Records contained in a dataset:
★ ★ ★
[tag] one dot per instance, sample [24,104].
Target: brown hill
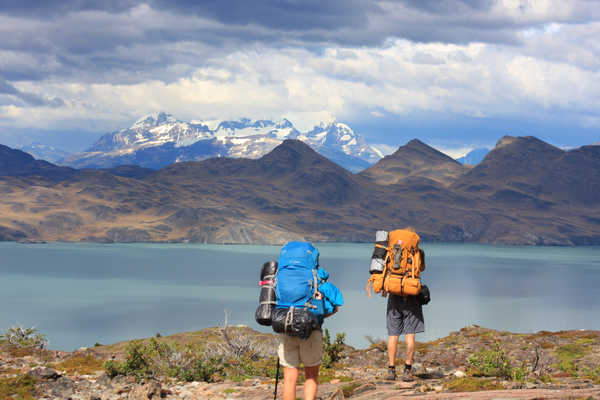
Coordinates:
[18,163]
[295,193]
[522,169]
[415,159]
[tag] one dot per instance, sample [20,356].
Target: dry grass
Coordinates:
[80,364]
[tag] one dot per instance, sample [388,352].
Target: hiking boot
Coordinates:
[391,376]
[408,375]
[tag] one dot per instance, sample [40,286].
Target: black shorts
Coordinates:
[404,315]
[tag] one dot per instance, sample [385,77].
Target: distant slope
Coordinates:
[524,192]
[157,140]
[415,160]
[18,163]
[473,157]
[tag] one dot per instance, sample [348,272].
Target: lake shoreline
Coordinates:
[541,365]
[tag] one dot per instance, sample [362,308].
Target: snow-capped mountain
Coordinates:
[159,139]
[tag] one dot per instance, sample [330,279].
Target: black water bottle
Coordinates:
[267,299]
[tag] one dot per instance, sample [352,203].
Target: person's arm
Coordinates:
[335,309]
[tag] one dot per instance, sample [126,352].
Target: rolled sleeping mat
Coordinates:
[379,253]
[267,298]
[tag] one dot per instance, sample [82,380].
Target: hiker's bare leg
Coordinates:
[312,382]
[290,379]
[410,348]
[392,348]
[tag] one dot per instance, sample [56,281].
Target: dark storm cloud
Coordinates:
[129,41]
[281,14]
[444,7]
[30,99]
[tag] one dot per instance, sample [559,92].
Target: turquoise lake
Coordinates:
[81,294]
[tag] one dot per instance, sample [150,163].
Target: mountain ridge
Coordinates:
[176,140]
[294,193]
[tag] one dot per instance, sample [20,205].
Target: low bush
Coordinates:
[156,359]
[495,363]
[19,388]
[21,337]
[332,352]
[84,364]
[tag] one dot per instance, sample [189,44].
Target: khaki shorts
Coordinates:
[292,351]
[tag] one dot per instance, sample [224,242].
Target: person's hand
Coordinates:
[334,311]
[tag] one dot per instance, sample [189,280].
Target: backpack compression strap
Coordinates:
[316,293]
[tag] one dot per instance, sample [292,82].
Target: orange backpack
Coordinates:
[403,264]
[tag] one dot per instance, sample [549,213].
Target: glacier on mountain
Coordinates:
[159,139]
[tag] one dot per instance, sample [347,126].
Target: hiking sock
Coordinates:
[391,373]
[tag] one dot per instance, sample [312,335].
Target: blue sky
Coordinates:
[456,74]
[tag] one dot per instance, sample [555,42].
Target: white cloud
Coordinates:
[555,68]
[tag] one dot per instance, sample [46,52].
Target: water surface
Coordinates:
[80,294]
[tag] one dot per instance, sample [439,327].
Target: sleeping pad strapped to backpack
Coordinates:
[267,299]
[403,264]
[299,308]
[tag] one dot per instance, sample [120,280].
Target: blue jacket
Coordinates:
[331,294]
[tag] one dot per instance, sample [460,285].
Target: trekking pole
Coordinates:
[276,380]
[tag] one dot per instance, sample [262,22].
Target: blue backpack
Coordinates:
[296,279]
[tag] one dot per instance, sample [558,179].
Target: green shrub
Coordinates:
[19,388]
[490,362]
[21,337]
[332,352]
[156,359]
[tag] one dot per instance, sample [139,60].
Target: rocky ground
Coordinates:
[474,362]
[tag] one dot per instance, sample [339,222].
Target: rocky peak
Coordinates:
[152,120]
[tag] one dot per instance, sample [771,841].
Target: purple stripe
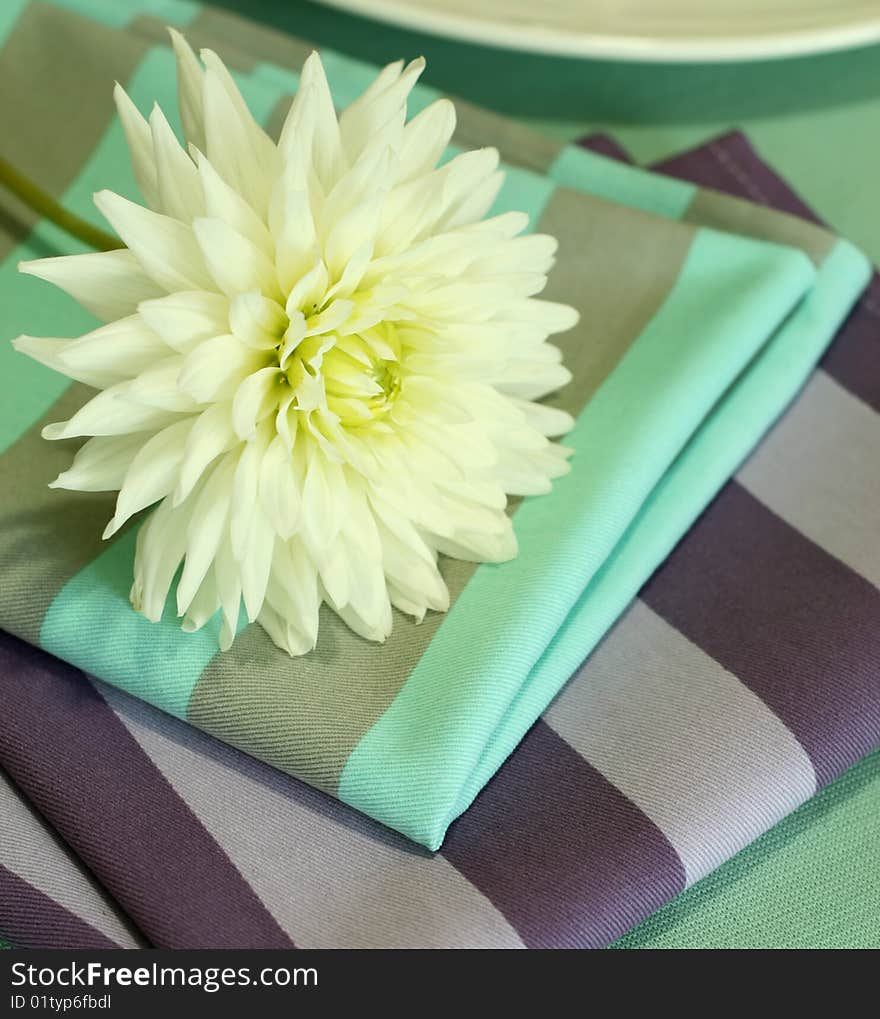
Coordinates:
[138,837]
[795,625]
[31,919]
[730,164]
[559,851]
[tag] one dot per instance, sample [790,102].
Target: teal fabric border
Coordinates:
[154,661]
[581,169]
[733,428]
[460,693]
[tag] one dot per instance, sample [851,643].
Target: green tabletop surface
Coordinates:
[814,879]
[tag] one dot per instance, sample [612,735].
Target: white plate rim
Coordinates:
[537,39]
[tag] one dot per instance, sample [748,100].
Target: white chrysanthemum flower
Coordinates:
[320,360]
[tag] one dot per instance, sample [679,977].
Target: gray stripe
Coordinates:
[331,877]
[735,215]
[32,851]
[819,470]
[517,145]
[693,747]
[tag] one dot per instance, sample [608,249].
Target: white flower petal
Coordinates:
[206,531]
[140,143]
[255,399]
[109,284]
[214,369]
[233,140]
[100,465]
[279,489]
[235,263]
[212,434]
[426,138]
[189,74]
[112,412]
[223,203]
[179,188]
[164,247]
[153,473]
[185,318]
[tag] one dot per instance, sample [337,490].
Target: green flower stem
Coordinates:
[46,206]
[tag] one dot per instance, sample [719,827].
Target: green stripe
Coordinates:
[584,170]
[734,427]
[275,715]
[154,661]
[813,881]
[402,772]
[118,13]
[9,12]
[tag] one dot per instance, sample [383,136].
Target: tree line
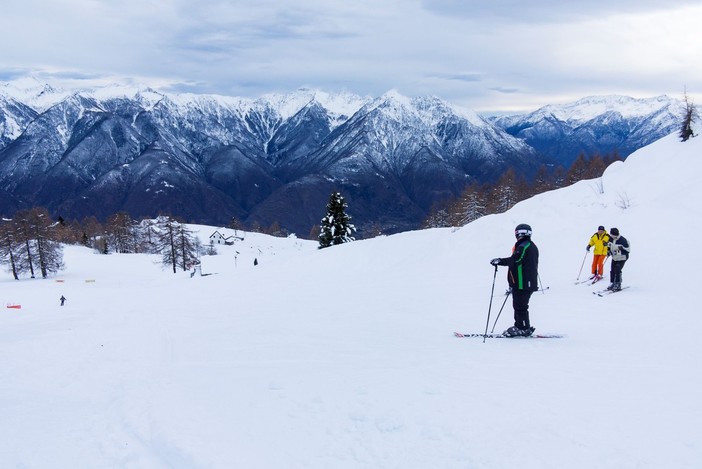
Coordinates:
[478,200]
[31,242]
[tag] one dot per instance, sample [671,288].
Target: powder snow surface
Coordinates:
[345,357]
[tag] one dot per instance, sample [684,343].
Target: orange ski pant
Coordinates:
[598,264]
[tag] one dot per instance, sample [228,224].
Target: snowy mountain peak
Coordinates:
[590,107]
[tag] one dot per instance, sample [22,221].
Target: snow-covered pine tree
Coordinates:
[689,116]
[336,227]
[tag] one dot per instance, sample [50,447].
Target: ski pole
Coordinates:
[487,324]
[581,265]
[543,289]
[498,314]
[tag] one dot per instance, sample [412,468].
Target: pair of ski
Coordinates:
[502,336]
[608,292]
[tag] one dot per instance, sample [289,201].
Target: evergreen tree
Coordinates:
[689,116]
[34,235]
[9,247]
[336,227]
[175,242]
[470,206]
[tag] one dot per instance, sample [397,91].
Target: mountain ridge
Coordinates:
[210,158]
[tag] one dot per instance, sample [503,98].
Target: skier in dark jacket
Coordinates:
[619,250]
[523,278]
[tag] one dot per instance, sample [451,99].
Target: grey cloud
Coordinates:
[546,10]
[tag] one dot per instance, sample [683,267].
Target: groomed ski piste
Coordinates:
[345,357]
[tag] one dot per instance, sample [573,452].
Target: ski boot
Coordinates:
[514,331]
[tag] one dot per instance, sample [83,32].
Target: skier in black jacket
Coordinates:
[619,250]
[523,278]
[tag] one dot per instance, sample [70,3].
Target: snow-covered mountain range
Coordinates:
[596,124]
[212,158]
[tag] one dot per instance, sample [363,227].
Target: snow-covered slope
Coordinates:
[345,357]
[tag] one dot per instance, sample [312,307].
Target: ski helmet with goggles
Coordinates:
[522,230]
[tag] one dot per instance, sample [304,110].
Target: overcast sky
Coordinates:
[491,55]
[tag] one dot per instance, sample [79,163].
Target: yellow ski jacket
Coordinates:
[600,244]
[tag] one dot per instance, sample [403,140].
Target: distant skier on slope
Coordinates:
[522,276]
[619,250]
[599,240]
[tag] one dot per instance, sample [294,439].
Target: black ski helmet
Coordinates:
[522,230]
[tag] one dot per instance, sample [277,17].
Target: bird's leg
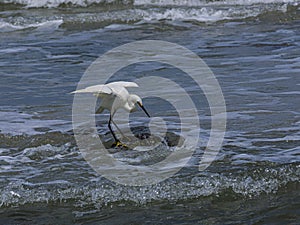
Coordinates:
[118,129]
[117,141]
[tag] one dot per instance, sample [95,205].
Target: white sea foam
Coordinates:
[189,3]
[53,24]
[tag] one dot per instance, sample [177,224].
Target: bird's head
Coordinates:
[136,100]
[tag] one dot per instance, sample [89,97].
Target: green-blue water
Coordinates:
[251,47]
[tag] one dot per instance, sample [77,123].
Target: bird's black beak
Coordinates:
[143,108]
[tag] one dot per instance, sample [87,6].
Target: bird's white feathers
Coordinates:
[110,88]
[114,95]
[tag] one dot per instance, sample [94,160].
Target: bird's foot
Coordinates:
[119,144]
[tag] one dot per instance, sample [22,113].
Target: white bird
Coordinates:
[113,97]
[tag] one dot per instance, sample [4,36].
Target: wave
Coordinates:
[186,3]
[47,25]
[103,13]
[65,177]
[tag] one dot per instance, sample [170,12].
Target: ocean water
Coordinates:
[251,46]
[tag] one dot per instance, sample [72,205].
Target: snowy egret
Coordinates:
[113,97]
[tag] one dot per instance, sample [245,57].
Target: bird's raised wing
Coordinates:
[96,89]
[119,84]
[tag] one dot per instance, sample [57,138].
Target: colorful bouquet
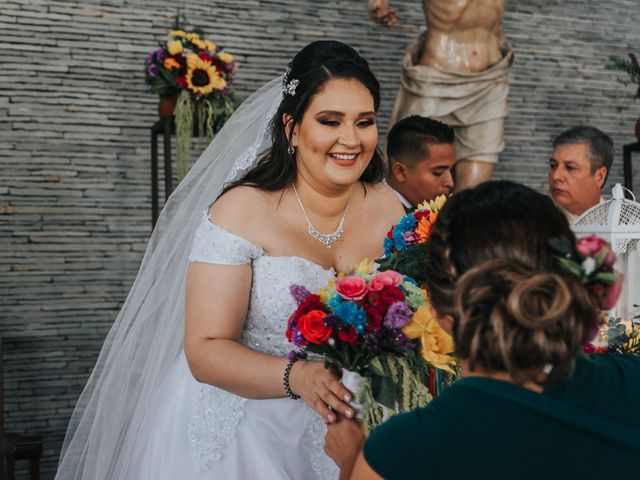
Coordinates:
[199,75]
[592,260]
[367,323]
[404,246]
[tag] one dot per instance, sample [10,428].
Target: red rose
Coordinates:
[313,328]
[374,318]
[419,215]
[348,334]
[312,302]
[385,297]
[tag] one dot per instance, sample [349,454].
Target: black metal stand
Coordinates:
[161,127]
[626,163]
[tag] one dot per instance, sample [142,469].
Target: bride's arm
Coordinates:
[216,306]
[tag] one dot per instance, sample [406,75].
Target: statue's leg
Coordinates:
[477,149]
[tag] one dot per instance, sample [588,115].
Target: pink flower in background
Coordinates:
[383,279]
[351,287]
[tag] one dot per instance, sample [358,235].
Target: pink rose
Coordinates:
[590,245]
[351,287]
[380,280]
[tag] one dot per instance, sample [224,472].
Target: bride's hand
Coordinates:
[321,389]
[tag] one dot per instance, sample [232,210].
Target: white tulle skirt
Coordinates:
[200,432]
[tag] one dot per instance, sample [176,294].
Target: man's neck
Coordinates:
[399,192]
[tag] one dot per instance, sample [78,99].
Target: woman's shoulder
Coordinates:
[239,206]
[243,210]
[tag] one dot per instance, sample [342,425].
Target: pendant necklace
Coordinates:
[325,238]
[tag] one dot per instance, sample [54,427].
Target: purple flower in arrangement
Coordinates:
[297,338]
[161,54]
[398,315]
[410,238]
[299,293]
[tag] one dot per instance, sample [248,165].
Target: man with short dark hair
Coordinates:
[578,168]
[421,155]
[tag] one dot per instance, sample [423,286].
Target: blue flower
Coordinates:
[334,303]
[398,239]
[353,315]
[388,245]
[408,222]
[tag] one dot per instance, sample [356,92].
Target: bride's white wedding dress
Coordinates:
[197,431]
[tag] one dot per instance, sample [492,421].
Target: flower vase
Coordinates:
[353,382]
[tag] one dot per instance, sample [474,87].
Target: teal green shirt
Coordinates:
[481,428]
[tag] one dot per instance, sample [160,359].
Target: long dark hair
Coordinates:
[312,66]
[491,268]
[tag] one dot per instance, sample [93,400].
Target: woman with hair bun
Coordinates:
[530,404]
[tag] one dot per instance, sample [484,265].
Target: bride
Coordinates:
[215,395]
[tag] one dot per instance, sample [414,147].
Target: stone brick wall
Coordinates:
[74,146]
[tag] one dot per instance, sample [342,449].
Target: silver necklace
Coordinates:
[325,238]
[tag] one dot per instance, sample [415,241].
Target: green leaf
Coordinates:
[375,366]
[571,266]
[384,391]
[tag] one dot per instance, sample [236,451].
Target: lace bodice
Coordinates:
[218,412]
[270,303]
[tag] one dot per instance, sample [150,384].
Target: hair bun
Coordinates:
[539,301]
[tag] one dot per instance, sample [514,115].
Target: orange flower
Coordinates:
[424,227]
[171,63]
[437,345]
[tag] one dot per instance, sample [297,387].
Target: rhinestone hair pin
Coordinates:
[289,88]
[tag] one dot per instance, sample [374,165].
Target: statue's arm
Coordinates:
[380,12]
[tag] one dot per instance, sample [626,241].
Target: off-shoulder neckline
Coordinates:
[263,252]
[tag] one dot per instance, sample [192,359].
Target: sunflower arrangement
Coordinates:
[200,74]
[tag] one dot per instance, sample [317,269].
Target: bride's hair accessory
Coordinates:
[289,88]
[591,260]
[327,239]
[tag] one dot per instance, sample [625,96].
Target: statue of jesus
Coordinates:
[456,73]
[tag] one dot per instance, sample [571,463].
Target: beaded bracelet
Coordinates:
[293,357]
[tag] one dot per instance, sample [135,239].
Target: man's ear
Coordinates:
[399,171]
[600,175]
[289,129]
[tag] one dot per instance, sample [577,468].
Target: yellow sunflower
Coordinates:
[226,57]
[174,47]
[435,342]
[433,205]
[202,77]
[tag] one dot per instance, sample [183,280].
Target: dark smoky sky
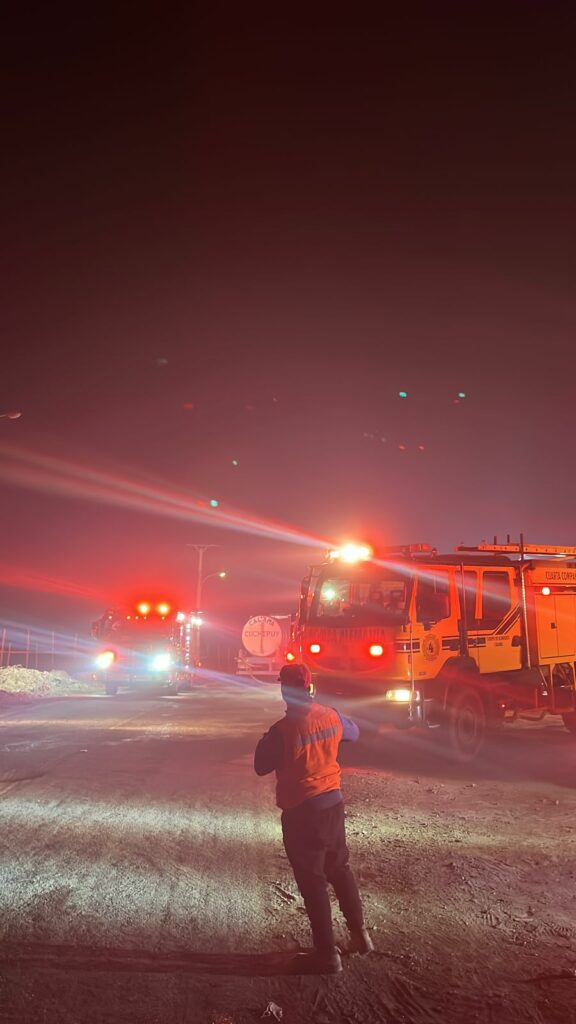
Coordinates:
[239,236]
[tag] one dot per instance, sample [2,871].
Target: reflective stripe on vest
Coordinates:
[310,765]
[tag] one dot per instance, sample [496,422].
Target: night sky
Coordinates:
[237,238]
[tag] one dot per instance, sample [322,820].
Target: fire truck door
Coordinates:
[565,605]
[546,627]
[499,624]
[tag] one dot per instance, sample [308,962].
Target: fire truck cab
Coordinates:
[148,645]
[455,642]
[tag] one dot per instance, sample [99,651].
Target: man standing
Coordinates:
[302,749]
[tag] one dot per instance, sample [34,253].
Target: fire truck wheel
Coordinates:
[569,720]
[465,724]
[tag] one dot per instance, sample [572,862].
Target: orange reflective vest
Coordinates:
[309,766]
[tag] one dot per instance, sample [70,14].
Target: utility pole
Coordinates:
[200,549]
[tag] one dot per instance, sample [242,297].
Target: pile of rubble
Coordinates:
[18,684]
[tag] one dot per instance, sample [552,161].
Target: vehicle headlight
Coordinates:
[161,662]
[402,695]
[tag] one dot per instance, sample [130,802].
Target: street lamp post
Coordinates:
[200,581]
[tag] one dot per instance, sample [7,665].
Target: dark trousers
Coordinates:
[316,844]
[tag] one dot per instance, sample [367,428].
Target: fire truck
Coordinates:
[148,645]
[459,643]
★ ★ ★
### Work to do
Restate word for word only the lines from the one with "[tag] one dot per instance, sample [571,463]." through the last line of the material, both included. Any picture should be left out.

### Exercise solution
[tag] one dot per instance, sample [571,463].
Target: beaded bracelet
Coordinates:
[293,357]
[tag] one dot per instance, sample [135,239].
Target: man's ear
Coordinates:
[399,171]
[600,175]
[289,129]
[tag] one dot per instance, sample [577,468].
Target: yellow sunflower
Coordinates:
[226,57]
[174,47]
[435,342]
[433,205]
[202,77]
[tag] one dot per instance, sample [183,280].
Target: dark smoky sky
Coordinates:
[239,236]
[tag] one dot per instance, sample [2,871].
Target: reflective stripe on vest
Coordinates:
[310,765]
[tag] one dot per instance, sample [496,422].
Target: night sky
Coordinates:
[237,238]
[tag] one dot per instance, sample [322,820].
Target: fire truck door
Coordinates:
[565,605]
[546,627]
[499,624]
[tag] one dot per instance, sample [308,962].
Target: fire truck cab
Coordinates:
[148,645]
[455,642]
[tag] one dot per instance, sample [99,651].
Target: man standing
Coordinates:
[302,749]
[tag] one dot per instance, sample [34,253].
Target: fire truck wheel
Coordinates:
[569,720]
[465,724]
[tag] one dot per instance, sample [572,862].
Target: orange reflective vest
Coordinates:
[309,766]
[tag] one dot per instance, sample [70,14].
Target: utility pole
Coordinates:
[200,549]
[tag] one dot per instance, sample [242,297].
Target: pile of rubble
Coordinates:
[18,684]
[tag] one dot per instance, sample [552,161].
Target: vehicle headlight
Coordinates:
[161,662]
[402,695]
[tag] one dot per instance, sample [130,802].
Target: street lamp post
Coordinates:
[200,581]
[tag] one dot per instance, sample [7,665].
Target: dark trousers
Coordinates:
[316,844]
[tag] one dot per instance, sample [367,428].
Target: fire truck
Coordinates:
[148,645]
[459,643]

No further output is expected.